──────── ARTÍCULO
En el primer comunicado emitido por el Alto Mando, a mediodía del 10 de mayo, fui responsable de la frase:
Con el propósito de dirigir todas las operaciones de las Fuerzas Armadas, el Führer y comandante supremo se ha desplazado al frente…
Discutí con él alrededor de media hora para que consintiera en divulgar esto: me explicó que prefería seguir siendo anónimo para no menoscabar la gloria de sus generales. No cedí, sin embargo, ya que sabía que en algún momento se debía hacer saber que realmente era él quien estaba ejerciendo el Mando Supremo y que se trataba del jefe militar tras la operación. Finalmente se dio por vencido.
El hecho era que Hitler estaba familiarizado con cada detalle de nuestras tareas y operaciones, conocía los objetivos marcados para cada día y los planes de ataque, y con frecuencia ejercía una influencia cercana y personal en ellos. A finales de octubre (de 1939) Hitler había llamado individualmente a todos y cada uno de los comandantes de Grupos de Ejército y de Ejércitos para que le informaran en detalle sobre la ofensiva final y la dirección planeada de la operación. Había discutido los detalles con cada uno de ellos, haciendo a veces preguntas incómodas y mostrándose notablemente bien informado acerca del terreno, los obstáculos y otras circunstancias, como resultado de su penetrante estudio de los mapas. Con su juicio crítico y sugerencias demostró a los generales que se había sumergido a conciencia en los problemas inherentes a la ejecución básica de sus órdenes, y que no era un lego en la materia. Después se enfureció por la superficialidad de su amigo Reichenau, quien se puso en evidencia en público, mientras que, por el contrario, alabó especialmente la minuciosa preparación y la práctica de simulacro de guerra que se había llevado a cabo para planear la más difícil de las tareas a la que se enfrentaba el (Cuarto) Ejército de Von Kluge: la ofensiva de las Ardenas.
Hitler había informado y ejercitado en persona a los comandantes participantes y a los suboficiales de unidades de las Fuerzas Aéreas y los batallones de ingenieros involucrados en la operación; había entrado en los más pequeños detalles imaginables utilizando para ello una maqueta a escala.
Me atrevo a mencionar esto solo como ejemplo de cómo le gustaba al Führer involucrarse en cada detalle de la ejecución práctica de sus ideas, tal era el alcance de su inventiva sin parangón. Una y otra vez, yo me veía incapaz de evitar el impacto que esto tenía sobre las propias funciones de mi cargo, dado que, como consecuencia, los comandantes principales y aquellos de nosotros de su propio Estado Mayor estábamos igualmente obligados a adoptar ese modus operandi excepcionalmente minucioso. Sus interrogatorios no tenían fin, la revisión concienzuda de los hechos y sus intervenciones en estos, hasta que, por fin con su fantástica imaginación, se sentía satisfecho de que se hubiera tapado el último de los resquicios. En vista de ello, se puede entender probablemente por qué con frecuencia sosteníamos con él conversaciones e informes que se prolongaban durante horas: era una consecuencia natural de su ritual de trabajo, que difería notablemente de nuestro dogma militar tradicional en tanto que nos habíamos acostumbrado a dejar que los escalafones más bajos y los comandantes interpretaran cómo debían cumplir las órdenes que se les daban. Pero ahora, me gustara o no, tenía que adaptarme a este sistema.
────────────────
__ENUNCIADO 1__. Enumera todas las personas que el artículo menciona por su nombre.
__ENUNCIADO 2__. Según el artículo, ¿cuánto tiempo duró la discusión para que el Führer consintiera en divulgar la frase del comunicado?
Los elementos que aparecen a continuación provienen de una fuente distinta.
──────── REGISTROS ENUMERADOS
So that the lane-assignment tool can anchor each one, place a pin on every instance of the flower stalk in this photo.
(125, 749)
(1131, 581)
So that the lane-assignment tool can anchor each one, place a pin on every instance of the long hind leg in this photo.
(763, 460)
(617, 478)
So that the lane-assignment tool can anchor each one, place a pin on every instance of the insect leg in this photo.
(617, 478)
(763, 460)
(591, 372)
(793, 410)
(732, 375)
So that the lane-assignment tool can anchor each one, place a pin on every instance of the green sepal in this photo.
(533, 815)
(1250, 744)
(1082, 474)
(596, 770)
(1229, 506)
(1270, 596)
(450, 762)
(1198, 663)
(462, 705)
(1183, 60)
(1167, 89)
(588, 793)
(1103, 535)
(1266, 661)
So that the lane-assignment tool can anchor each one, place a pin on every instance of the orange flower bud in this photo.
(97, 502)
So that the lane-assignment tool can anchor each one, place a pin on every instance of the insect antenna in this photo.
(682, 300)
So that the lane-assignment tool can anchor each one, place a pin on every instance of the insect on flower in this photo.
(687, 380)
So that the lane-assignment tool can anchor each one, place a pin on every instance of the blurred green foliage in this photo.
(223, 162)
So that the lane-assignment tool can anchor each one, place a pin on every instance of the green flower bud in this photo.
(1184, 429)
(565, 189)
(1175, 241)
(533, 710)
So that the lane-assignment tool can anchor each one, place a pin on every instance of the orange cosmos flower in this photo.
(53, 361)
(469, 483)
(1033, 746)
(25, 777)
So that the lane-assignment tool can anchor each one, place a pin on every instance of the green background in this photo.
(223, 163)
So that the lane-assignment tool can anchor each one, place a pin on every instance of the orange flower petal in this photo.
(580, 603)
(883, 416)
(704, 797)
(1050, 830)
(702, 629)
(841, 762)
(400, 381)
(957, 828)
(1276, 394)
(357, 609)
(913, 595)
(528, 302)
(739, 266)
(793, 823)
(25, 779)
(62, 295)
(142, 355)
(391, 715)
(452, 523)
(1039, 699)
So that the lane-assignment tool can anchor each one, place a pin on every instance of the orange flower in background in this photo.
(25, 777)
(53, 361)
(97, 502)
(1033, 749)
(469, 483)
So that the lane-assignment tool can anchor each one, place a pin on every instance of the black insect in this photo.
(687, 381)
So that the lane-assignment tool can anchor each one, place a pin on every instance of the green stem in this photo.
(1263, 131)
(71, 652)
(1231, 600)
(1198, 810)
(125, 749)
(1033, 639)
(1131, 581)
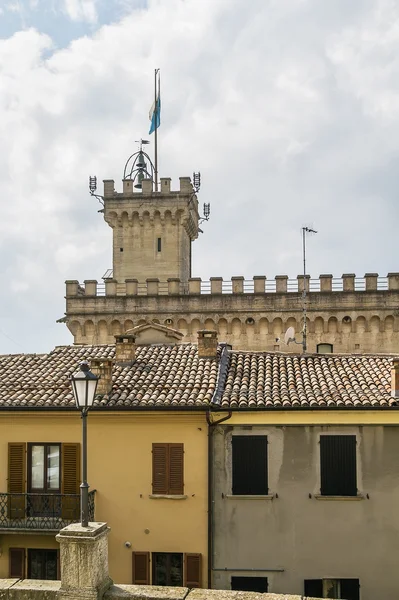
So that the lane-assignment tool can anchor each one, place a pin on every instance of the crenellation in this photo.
(237, 285)
(216, 285)
(259, 284)
(326, 282)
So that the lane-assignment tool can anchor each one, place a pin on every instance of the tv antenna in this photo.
(289, 335)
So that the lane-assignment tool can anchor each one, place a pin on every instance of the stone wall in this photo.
(84, 574)
(28, 589)
(351, 314)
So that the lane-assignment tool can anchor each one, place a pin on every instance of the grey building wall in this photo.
(292, 535)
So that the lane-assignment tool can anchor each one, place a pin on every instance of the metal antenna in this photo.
(305, 230)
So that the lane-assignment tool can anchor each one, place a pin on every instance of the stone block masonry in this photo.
(350, 314)
(84, 575)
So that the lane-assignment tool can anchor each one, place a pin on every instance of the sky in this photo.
(288, 108)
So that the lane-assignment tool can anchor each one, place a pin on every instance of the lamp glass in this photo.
(84, 385)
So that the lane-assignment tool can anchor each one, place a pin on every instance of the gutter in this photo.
(215, 403)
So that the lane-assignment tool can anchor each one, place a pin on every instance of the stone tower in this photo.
(152, 231)
(151, 281)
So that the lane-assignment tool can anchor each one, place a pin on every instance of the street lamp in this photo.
(84, 385)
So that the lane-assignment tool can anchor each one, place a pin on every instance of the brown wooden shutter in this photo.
(16, 479)
(160, 465)
(192, 570)
(16, 559)
(176, 469)
(141, 568)
(70, 480)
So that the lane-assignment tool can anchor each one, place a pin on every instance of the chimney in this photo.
(103, 369)
(125, 349)
(207, 344)
(395, 378)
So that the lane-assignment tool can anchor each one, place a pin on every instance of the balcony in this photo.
(44, 513)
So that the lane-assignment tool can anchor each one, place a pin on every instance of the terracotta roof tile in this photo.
(174, 376)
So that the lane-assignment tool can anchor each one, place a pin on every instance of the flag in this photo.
(155, 115)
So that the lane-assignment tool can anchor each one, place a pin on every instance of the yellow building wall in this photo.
(120, 469)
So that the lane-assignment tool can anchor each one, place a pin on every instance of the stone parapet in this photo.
(259, 284)
(30, 589)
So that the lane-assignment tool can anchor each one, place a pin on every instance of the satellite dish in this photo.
(289, 335)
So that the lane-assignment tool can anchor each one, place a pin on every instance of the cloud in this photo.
(81, 10)
(288, 108)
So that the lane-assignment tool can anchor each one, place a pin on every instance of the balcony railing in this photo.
(41, 512)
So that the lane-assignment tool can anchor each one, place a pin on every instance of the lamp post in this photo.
(84, 385)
────────────────
__RESULTADO COMPLETO 1__. Hitler, Reichenau y Von Kluge.

__RESULTADO COMPLETO 2__. Alrededor de media hora.